INSTRUCTIONS TO FOLLOW: Can you rewrite the items below with every "Could you please pick out" switched to "Please locate" and everything else left as it is? Leave out the pictures.
:: MATERIAL TO PROCESS ::
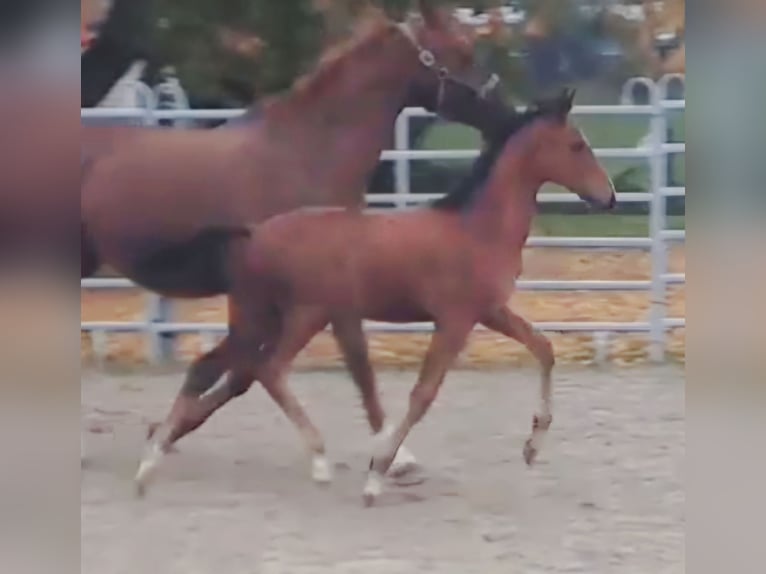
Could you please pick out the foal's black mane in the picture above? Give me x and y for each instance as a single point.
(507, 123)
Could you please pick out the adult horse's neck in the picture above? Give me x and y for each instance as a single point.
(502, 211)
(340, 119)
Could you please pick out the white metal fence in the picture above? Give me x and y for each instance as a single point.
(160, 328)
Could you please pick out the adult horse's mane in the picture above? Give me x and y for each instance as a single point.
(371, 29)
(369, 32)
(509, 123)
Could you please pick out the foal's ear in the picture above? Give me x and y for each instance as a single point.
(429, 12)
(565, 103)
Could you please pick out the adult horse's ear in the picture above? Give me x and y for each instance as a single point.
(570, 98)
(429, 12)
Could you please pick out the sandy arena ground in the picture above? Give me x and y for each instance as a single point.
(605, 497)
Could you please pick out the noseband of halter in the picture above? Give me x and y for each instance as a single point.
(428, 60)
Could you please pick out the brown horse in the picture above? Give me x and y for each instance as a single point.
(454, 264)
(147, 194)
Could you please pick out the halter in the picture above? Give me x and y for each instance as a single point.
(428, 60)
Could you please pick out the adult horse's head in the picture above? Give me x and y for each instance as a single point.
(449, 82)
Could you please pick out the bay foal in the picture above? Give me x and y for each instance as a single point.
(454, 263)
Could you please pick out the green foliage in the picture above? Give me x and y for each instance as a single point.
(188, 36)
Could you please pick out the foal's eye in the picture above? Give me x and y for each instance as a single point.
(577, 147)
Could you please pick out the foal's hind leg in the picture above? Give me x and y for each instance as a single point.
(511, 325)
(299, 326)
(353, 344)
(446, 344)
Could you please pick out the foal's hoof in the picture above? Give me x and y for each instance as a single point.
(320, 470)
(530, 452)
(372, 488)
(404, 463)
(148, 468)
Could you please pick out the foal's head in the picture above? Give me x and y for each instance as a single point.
:::
IN RESPONSE:
Please locate the foal's black mane in the picture above? Give me x and y for each instance as a single point.
(507, 123)
Please locate the adult horse's neck in the picture above? Give me x and y for each instance as a single point.
(502, 211)
(340, 119)
Please locate the white metal fence in the picture above? Give me x and y for each instance as a single point.
(160, 328)
Please locate the adult horse's mane in the picture above? Give me x and y for each instance as a single point.
(371, 29)
(369, 32)
(509, 123)
Please locate the foal's ear in the picture above? Give me x and y for each instance as a single point.
(429, 12)
(565, 103)
Please locate the adult horse's ear in the picture above? Give me x and y for each instance as a single point.
(570, 98)
(429, 12)
Please locate the sandy arena ground in the picture above? Give me x and y for each instance as a single point.
(605, 497)
Please locate the noseband of halter in the picture above? Give me x and y for each instance as a single point.
(428, 60)
Please locate the brown horse in the picture above? Give me x and y for each instance as a single point.
(454, 264)
(147, 194)
Please locate the halter in the picture above? Give me x and y for each instance as a single point.
(428, 60)
Please locate the adult horse's head in the picture above? Give me x and y for each instance as a single point.
(449, 82)
Please locate the bay foal in the picture above? Give me x and y for each instance as a single point.
(454, 263)
Please locate the green foliage in the picture above? Give me x and y for each instance as a single point.
(188, 36)
Please locate the foal's eye in the picture above? Give me x and y for each instance as a single point.
(577, 147)
Please locate the foal's hind leg in the picture above? Give me x and y for each instance as a single point.
(511, 325)
(299, 326)
(353, 344)
(446, 344)
Please locate the foal's hoof in the picture above? Give me x and y for each instance as a single point.
(320, 470)
(530, 452)
(372, 488)
(404, 463)
(148, 468)
Please locate the foal's head in the picture above? Give me x and y for each instance as a single point.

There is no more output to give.